**** Data

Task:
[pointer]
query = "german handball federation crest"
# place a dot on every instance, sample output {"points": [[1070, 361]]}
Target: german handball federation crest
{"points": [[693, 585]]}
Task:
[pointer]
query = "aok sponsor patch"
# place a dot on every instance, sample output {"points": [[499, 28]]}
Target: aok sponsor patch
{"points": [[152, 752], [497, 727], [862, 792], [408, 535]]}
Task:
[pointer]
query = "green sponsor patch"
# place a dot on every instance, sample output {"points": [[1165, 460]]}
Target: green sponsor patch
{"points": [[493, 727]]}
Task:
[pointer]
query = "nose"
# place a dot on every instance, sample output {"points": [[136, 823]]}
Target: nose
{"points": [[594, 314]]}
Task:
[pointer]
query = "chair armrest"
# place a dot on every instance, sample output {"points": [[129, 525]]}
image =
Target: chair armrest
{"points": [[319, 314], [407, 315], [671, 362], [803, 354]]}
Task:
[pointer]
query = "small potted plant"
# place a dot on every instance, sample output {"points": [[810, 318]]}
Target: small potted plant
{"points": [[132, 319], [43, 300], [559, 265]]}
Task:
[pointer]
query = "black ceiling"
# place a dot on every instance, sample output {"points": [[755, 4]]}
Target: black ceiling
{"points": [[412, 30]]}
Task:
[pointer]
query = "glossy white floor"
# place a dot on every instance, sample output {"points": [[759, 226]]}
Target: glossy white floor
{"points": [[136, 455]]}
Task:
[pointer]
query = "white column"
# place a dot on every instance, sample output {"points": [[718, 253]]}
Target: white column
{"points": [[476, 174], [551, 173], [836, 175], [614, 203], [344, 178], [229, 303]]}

********

# Stated problem
Retype every one of the records above line for line, with nothing changed.

# Response
Task:
[pointer]
query = "german handball federation crest"
# place a dot on every instance, sample output {"points": [[1070, 361]]}
Target: german handball federation crest
{"points": [[693, 585]]}
Task:
[pointer]
query = "aok sponsor patch"
# place a dot on every instance, sample output {"points": [[499, 28]]}
Target: aok sponsor patch
{"points": [[152, 752], [497, 727], [862, 792], [408, 535]]}
Task:
[pointer]
query = "green sponsor patch"
# place a dot on every instance, sample output {"points": [[1165, 460]]}
Target: green sponsor patch
{"points": [[493, 727]]}
Task:
[pointer]
query = "nose"
# place a dot on every instance, sample output {"points": [[136, 823]]}
Target: nose
{"points": [[594, 314]]}
Task:
[pointer]
query = "chair armrest"
# place a dot on every instance, sample output {"points": [[129, 525]]}
image =
Target: chair armrest
{"points": [[319, 314], [407, 315], [671, 362], [803, 354]]}
Task:
[pointer]
query = "small potted plant"
# place a dot on every instance, sample output {"points": [[810, 318]]}
Target: small potted plant
{"points": [[132, 319], [43, 300], [559, 265]]}
Task:
[pointer]
query = "black ceiling"
# place a dot on every instance, sample output {"points": [[755, 4]]}
Target: black ceiling
{"points": [[412, 30]]}
Task:
[pointer]
query = "glossy white floor"
# place a dot on every instance, sample output {"points": [[759, 226]]}
Target: glossy white floor
{"points": [[136, 455]]}
Task:
[pointer]
query = "white column"
# place a dot on every instance, sample output {"points": [[718, 253]]}
Target: white column
{"points": [[476, 174], [551, 173], [836, 175], [614, 203], [344, 178], [229, 303]]}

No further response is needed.